Journalists Social Media Post Stirs Strong Debate

Oh boy, here we go again. Another classic case of a so-called journalist embarrassing themselves in public and then slamming the escape hatch shut by turning off comments. This time, it was Reuters White House correspondent Nandita Bose, who thought she had landed a devastating blow against Trump—only to get wrecked by a community note instead.

So what was the offense? During Trump’s address to Congress, he took a swipe at Sen. Elizabeth Warren (D-MA), reviving his famous nickname for her: “Pocahontas.” Now, anyone who has been awake for the last seven years knows exactly why Trump calls her that. But not Bose. She rushed to X (formerly Twitter) to clutch her pearls:

“’Pocahontas’: First racial slur in a Joint Address,” she declared.

◆ Activity list
A: Which people does the article about the journalist's social media post name? List all of them.
B: Does the article about the journalist's social media post support each statement below? Answer yes or no, and quote the words that decide it.
(i) Nandita Bose is a White House correspondent for Reuters.
(ii) Trump used the nickname during a press conference.
(iii) Bose posted her reaction on Facebook.
C: In the article about the journalist's social media post, what did Bose call "Pocahontas" in her post?

◆ Records
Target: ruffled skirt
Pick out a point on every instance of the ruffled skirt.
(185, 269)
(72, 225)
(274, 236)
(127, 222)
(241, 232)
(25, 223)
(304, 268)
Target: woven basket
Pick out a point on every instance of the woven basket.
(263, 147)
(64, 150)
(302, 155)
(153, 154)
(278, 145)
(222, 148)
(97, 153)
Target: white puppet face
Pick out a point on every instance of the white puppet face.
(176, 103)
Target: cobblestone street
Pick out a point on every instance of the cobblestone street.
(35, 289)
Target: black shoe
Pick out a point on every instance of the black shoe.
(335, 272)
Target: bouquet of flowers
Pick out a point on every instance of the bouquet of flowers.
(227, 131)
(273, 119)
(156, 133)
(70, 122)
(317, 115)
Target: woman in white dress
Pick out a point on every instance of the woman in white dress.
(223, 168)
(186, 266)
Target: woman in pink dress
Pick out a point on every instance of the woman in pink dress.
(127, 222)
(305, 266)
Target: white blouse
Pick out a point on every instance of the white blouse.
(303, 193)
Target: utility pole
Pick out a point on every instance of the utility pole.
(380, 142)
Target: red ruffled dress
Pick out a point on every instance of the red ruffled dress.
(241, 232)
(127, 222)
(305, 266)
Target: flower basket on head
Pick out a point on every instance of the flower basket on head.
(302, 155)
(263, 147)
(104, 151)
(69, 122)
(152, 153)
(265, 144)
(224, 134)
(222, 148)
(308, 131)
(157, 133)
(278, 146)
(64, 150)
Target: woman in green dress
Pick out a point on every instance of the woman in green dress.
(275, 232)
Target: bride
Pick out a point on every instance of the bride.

◆ Expected results
A: Nandita Bose, Trump, Elizabeth Warren

B:
(i) Yes: "Reuters White House correspondent Nandita Bose"
(ii) No: "During Trump’s address to Congress"
(iii) No: "She rushed to X (formerly Twitter)"

C: She called it the first racial slur in a Joint Address.